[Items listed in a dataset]
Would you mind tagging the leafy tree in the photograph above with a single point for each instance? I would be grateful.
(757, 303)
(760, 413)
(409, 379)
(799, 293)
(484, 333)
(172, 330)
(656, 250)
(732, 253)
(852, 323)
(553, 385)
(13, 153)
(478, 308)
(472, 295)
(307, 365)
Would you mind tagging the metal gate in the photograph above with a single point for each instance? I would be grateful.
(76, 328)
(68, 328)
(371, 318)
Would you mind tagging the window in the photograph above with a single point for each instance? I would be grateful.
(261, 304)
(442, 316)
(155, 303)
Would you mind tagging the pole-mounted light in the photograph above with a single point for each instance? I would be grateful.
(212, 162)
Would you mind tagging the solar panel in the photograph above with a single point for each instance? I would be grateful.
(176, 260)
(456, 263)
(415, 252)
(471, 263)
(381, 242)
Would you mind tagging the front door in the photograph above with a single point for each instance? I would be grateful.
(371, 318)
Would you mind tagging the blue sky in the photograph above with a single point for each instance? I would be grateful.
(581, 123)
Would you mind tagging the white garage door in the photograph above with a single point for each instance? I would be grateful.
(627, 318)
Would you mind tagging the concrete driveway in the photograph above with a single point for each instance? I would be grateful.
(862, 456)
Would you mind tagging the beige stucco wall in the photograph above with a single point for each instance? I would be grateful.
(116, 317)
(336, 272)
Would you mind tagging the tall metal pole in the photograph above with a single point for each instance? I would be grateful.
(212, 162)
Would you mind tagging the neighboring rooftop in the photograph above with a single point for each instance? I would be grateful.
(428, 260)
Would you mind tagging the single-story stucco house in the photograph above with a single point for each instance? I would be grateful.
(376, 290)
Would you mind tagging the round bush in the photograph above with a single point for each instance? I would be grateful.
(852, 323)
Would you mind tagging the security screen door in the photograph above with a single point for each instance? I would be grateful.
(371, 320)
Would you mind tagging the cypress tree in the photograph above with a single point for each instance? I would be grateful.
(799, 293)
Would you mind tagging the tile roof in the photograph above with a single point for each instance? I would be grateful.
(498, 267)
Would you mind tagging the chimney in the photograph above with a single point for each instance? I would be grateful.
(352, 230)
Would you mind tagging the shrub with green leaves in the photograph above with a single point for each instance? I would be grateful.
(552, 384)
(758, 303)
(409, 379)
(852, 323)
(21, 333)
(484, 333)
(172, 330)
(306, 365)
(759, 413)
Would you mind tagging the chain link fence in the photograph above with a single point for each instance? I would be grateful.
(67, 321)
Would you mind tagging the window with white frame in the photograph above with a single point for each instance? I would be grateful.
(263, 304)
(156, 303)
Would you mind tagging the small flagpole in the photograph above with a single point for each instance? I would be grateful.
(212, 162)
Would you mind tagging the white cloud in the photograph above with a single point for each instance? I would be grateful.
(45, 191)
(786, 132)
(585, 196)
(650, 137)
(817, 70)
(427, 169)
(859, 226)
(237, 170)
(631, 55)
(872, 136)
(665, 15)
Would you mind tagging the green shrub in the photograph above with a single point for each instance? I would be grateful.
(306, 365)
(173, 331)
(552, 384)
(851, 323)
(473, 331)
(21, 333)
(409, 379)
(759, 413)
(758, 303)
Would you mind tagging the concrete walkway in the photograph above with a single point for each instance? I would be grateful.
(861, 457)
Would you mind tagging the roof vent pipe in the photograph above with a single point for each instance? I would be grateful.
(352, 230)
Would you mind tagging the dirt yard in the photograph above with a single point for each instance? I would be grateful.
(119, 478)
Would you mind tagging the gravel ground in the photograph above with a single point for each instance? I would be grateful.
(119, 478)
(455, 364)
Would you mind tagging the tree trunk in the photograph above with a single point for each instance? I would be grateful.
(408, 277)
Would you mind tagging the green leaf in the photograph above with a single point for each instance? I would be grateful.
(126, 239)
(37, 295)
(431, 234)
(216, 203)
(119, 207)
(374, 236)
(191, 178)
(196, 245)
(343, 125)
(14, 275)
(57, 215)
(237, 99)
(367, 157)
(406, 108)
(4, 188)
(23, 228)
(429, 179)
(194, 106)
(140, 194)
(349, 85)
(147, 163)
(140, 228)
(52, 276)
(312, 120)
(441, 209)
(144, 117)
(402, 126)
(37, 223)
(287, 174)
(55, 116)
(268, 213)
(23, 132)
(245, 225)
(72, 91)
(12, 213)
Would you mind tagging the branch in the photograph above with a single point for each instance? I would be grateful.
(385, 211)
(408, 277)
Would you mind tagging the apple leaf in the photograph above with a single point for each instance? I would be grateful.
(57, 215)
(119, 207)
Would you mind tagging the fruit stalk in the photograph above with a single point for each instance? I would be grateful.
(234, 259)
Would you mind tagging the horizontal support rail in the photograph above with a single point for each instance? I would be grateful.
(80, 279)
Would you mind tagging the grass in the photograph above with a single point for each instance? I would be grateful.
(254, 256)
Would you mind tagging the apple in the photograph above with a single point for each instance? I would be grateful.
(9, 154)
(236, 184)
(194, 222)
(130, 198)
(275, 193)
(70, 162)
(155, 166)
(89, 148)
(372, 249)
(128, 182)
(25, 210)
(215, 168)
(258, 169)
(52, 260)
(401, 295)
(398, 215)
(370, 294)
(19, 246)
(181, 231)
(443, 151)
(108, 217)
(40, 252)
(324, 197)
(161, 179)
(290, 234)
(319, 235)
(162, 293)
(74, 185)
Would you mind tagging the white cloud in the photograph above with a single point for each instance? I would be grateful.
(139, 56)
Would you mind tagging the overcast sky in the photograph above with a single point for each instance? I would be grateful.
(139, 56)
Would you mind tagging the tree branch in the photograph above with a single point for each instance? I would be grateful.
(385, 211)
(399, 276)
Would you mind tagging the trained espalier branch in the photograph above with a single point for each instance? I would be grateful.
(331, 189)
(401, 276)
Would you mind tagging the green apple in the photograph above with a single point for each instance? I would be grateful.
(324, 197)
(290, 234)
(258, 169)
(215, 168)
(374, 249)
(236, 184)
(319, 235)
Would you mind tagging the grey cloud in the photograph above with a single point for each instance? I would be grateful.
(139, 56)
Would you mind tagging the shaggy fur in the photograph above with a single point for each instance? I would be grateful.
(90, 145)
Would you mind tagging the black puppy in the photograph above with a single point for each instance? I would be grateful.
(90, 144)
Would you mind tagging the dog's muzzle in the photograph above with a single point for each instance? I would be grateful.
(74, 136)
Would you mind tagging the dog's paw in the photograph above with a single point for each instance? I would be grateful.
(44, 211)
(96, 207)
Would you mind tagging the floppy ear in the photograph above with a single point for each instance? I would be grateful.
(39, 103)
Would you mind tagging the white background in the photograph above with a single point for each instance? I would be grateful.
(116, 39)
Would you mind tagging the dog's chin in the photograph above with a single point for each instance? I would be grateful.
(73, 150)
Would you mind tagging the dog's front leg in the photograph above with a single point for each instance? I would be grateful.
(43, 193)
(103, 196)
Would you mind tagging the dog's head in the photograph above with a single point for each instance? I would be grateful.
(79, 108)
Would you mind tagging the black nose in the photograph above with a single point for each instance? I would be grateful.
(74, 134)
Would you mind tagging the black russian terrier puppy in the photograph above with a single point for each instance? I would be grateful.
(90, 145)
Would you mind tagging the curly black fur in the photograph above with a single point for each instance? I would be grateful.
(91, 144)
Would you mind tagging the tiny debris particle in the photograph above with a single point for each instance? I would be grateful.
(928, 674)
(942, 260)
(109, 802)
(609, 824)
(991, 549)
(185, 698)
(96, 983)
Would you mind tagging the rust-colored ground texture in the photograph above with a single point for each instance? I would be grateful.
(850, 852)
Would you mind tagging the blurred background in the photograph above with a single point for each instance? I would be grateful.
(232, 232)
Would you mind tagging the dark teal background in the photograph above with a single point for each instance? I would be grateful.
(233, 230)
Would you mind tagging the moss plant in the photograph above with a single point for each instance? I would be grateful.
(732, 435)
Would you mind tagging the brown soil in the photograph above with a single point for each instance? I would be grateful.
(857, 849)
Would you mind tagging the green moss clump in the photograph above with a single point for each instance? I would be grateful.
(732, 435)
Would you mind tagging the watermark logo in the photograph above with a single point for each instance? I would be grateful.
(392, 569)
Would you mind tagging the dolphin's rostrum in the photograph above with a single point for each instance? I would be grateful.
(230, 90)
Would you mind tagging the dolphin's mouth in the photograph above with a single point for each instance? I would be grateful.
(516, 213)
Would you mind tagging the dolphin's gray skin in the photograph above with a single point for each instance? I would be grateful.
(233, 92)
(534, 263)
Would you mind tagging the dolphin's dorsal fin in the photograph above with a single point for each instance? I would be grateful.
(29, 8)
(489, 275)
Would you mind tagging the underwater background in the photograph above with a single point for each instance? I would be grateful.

(Task objective):
Rescale the rows between the line holding "Would you mind tagging the dolphin's gray" and the last row, inclusive, and give only those lines. Keep each request line unchanged, and multiply every point coordinate by 1.3, rounding to whole numbers with halves going up.

(Expected answer):
Would you mind tagging the dolphin's gray skin in the photograph above with a single point for each instance? I would be grateful.
(303, 120)
(694, 342)
Would you mind tagging the dolphin's dorsal fin in the photograph above with a single point for each instance? I would be grateful.
(38, 10)
(636, 358)
Would you mind tagging the underwater background in the photograph above with a single point for each instance? I would be grateful.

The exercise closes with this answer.